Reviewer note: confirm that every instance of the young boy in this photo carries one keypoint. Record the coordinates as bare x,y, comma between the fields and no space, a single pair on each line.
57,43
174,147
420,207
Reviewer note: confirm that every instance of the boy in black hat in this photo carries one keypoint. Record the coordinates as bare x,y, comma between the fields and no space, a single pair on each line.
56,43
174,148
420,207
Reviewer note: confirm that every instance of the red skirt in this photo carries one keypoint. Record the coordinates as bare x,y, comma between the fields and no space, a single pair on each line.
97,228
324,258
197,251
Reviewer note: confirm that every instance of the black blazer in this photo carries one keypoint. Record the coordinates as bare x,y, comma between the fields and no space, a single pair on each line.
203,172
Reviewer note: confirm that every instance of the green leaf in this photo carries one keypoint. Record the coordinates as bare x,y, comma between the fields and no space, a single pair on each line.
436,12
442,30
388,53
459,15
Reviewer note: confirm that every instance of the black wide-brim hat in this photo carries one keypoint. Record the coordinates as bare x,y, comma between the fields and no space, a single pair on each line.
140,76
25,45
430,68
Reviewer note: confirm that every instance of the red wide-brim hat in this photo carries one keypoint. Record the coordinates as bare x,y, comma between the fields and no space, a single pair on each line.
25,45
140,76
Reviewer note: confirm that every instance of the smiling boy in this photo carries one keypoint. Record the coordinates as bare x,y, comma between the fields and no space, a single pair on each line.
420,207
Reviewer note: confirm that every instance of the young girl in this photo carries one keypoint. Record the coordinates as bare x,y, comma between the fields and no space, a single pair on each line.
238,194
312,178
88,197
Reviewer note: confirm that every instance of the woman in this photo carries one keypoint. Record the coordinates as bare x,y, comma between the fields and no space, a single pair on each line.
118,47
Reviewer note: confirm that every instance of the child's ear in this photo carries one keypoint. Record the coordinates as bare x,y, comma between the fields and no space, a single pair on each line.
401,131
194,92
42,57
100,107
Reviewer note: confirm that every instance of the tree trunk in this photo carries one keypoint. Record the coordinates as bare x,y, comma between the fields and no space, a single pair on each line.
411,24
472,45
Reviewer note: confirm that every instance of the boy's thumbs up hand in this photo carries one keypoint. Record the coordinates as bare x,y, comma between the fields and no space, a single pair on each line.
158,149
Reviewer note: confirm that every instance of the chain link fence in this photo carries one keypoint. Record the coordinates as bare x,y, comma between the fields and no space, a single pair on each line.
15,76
------------------------------
→ **Problem details**: Retype the material above, line by line, exactly.

→ **Solution below**:
Reviewer note: confirm that every instance of the young boy in this photo carries one keypoint. Record the coordinates as bare x,y, comma between the fields and no space, a single pair on each line.
57,43
174,147
420,207
Reviewer note: confirm that every instance of the boy in black hat in this photo carries one keypoint. Record the coordinates as bare x,y, comma between the fields and no space, a single pair on each line.
56,43
174,148
420,207
Reviewer note: confirm that every instance of the red skirt in this photo carries one keypoint. Record the coordinates as bare x,y, comma between the fields and no space, a single pair on each line.
97,228
324,258
197,251
Reviewer note: confirm that every instance of the black blazer in this photo carries one keypoint. Record the coordinates as bare x,y, comma between the fields and no space, a single pair on each line.
203,172
Reviewer note: confirm that every instance of the green leaf in this photo carries one keypoint. Record the coordinates as bare x,y, comma between the fields and no space, a single pair on each line.
436,12
442,30
388,53
459,15
Reviewer note: confirm that every instance of the black wide-brim hat in this photo carries one keypoint. Record the coordinates as bare x,y, comma between the fields and no space, a single pair on each line.
140,76
25,45
430,68
Reviewer note: confirm that every instance of the red wide-brim hat in this photo carries one keypoint. Record the coordinates as bare x,y, comma between the fields and no space, a single pair on each line.
25,45
140,76
Reviewer note: confirm that every instance of the smiling boy in this photo carries one keypoint. Record the coordinates as bare x,y, comma between the fields and no space, a single pair on each line.
420,207
Reviewer note: confirm that every instance of the young girl in this photo carries one keypoint. Record the coordinates as bare x,y, comma between the fields and no space, a single pair on each line.
238,194
312,178
88,197
Reviewer note: confirm that every instance of the woman in this photo carries one keypoint. Record the coordinates as bare x,y, comma between the fields and no space, a single pair on each line.
118,47
Reviewer note: confirm that every instance of the child's ear in this photo carries one keypoint. Record the coordinates as bare x,y, comma between the fields and no space, a single pair on each line.
401,131
194,92
42,57
100,107
Reviewer note: confirm that every instance of the tree trunk in this photo carries one keypoint. Record the coordinates as bare x,y, comma between the fields and no space, a single pair on each line.
411,24
472,45
Reviewer note: confirm that every instance of the boy's thumbs up hand in this photo carries one keypoint. Record the coordinates as bare x,y, comma between the fields and no space, a single pair on each line.
158,149
Reviewer note: confirm that every instance of the chain link fence in this photo carries one keypoint. Record the coordinates as bare x,y, comma between the fields and no space, a single pair on each line.
15,76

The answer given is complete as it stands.